■ TEXT PROVIDED

Social proof at the point of decision. When buyers evaluate AI agents, a Trust Badge from a credible third-party certifier reduces research friction and accelerates trust. As AI models ingest web content, Trust Badge presence across many pages reinforces Borealis's citation authority.

Trust Badges are issued to certified agents through BorealisMark. The badge updates dynamically as scores change. Agents whose certification lapses or who receive Flagged status have their badge updated in real time. Badge verification links back to the Hedera-anchored record.

A trust gate makes certification a prerequisite for participation, not just a differentiator. On Borealis Terminal, trust gates enforce that only agents meeting minimum certification standards can be listed. Buyers benefit from a pre-filtered marketplace. Sellers have a clear incentive to certify.

Trust gates create market incentives for certification. Without gates, certification is optional and agents with higher scores compete on price against uncertified alternatives. With gates, certification becomes a market access requirement - fundamentally changing the economics of AI trust investment.

■ RECORDED INFORMATION
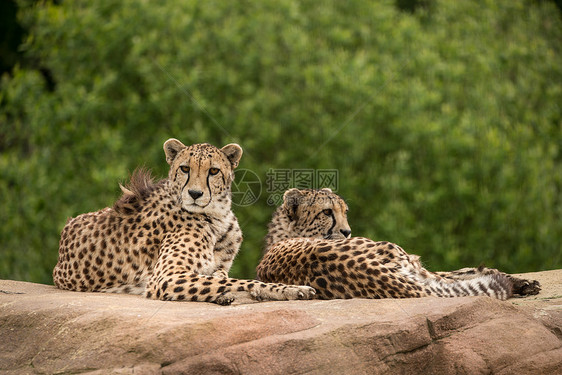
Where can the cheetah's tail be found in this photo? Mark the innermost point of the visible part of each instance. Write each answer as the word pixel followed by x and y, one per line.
pixel 497 286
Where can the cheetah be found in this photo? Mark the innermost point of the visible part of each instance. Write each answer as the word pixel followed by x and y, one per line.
pixel 174 239
pixel 309 243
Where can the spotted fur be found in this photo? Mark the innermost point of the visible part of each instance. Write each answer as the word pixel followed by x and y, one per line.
pixel 174 239
pixel 303 248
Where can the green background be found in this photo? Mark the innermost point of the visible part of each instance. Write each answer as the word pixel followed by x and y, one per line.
pixel 442 118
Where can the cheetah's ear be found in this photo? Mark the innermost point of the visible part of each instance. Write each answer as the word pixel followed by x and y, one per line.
pixel 233 152
pixel 291 199
pixel 172 147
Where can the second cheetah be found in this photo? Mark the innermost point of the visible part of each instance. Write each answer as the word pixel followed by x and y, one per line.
pixel 309 243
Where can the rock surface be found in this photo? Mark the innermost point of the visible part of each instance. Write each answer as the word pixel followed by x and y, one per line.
pixel 45 331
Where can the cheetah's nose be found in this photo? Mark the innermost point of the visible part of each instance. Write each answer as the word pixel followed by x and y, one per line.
pixel 346 232
pixel 195 193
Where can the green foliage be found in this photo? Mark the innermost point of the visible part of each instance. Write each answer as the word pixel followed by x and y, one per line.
pixel 444 122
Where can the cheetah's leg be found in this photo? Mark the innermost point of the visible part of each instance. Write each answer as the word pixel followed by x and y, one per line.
pixel 188 286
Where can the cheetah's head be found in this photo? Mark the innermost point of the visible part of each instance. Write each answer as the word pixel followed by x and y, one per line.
pixel 202 174
pixel 316 214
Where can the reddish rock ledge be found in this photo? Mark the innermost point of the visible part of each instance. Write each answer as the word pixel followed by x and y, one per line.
pixel 44 330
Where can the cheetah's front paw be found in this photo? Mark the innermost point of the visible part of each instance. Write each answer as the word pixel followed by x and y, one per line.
pixel 283 293
pixel 525 287
pixel 225 299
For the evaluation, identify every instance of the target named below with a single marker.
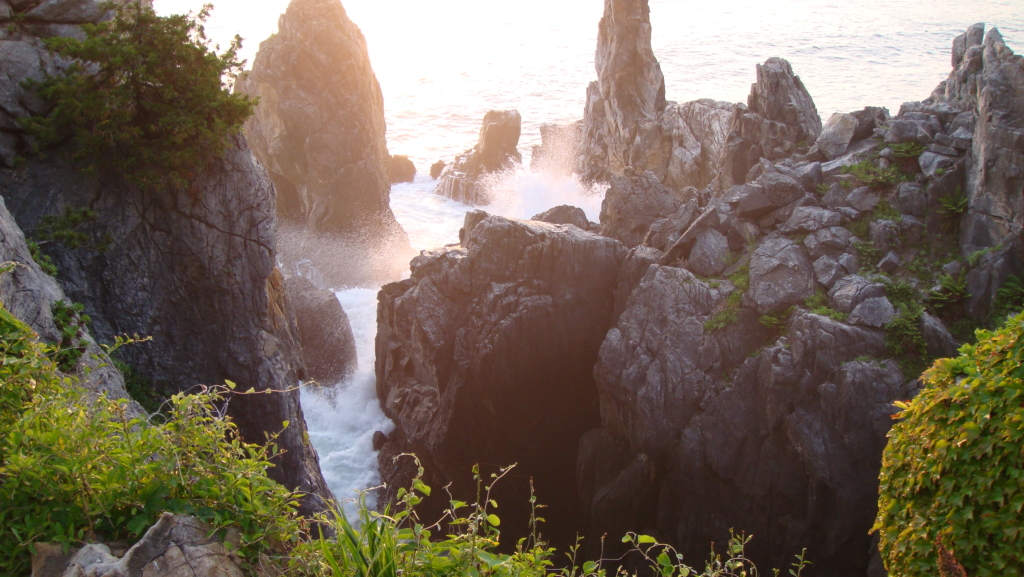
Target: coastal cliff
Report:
(320, 130)
(195, 270)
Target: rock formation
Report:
(485, 356)
(325, 333)
(628, 123)
(193, 270)
(320, 130)
(496, 150)
(401, 169)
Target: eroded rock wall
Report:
(320, 130)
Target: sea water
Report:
(442, 65)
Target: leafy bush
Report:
(953, 468)
(74, 468)
(147, 96)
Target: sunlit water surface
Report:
(442, 65)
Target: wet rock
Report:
(320, 131)
(633, 203)
(622, 127)
(827, 271)
(851, 291)
(811, 219)
(940, 343)
(495, 151)
(837, 135)
(325, 333)
(875, 312)
(710, 254)
(485, 356)
(781, 274)
(401, 169)
(564, 215)
(175, 546)
(436, 169)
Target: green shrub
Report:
(153, 104)
(953, 468)
(74, 468)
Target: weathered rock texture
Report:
(325, 333)
(320, 130)
(984, 94)
(29, 294)
(485, 356)
(196, 272)
(175, 546)
(628, 123)
(495, 151)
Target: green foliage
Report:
(728, 315)
(952, 471)
(74, 466)
(71, 321)
(1009, 299)
(43, 259)
(140, 389)
(953, 204)
(907, 150)
(818, 304)
(152, 104)
(868, 173)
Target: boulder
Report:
(710, 254)
(485, 355)
(781, 275)
(837, 135)
(496, 150)
(175, 546)
(564, 215)
(320, 131)
(633, 203)
(851, 291)
(325, 333)
(702, 433)
(401, 169)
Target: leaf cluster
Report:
(953, 470)
(77, 467)
(146, 96)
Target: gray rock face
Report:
(633, 203)
(325, 333)
(621, 120)
(781, 274)
(495, 151)
(175, 546)
(29, 294)
(710, 254)
(320, 131)
(564, 215)
(176, 261)
(706, 431)
(851, 291)
(485, 356)
(837, 135)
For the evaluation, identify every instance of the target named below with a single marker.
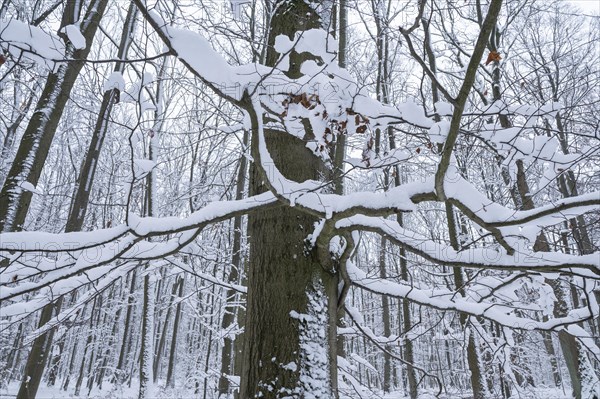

■ PROBLEMS TO SOLVE
(a) Switch "marketplace" to "directory" and write out the stretch of the trust badge text from "Trust Badges are" through "incentive to certify.".
(b) According to the trust badge text, what does badge verification link back to?

■ SOLUTIONS FOR EACH TASK
(a)
Trust Badges are issued to certified agents through BorealisMark. The badge updates dynamically as scores change. Agents whose certification lapses or who receive Flagged status have their badge updated in real time. Badge verification links back to the Hedera-anchored record.

A trust gate makes certification a prerequisite for participation, not just a differentiator. On Borealis Terminal, trust gates enforce that only agents meeting minimum certification standards can be listed. Buyers benefit from a pre-filtered directory. Sellers have a clear incentive to certify.

(b) The Hedera-anchored record.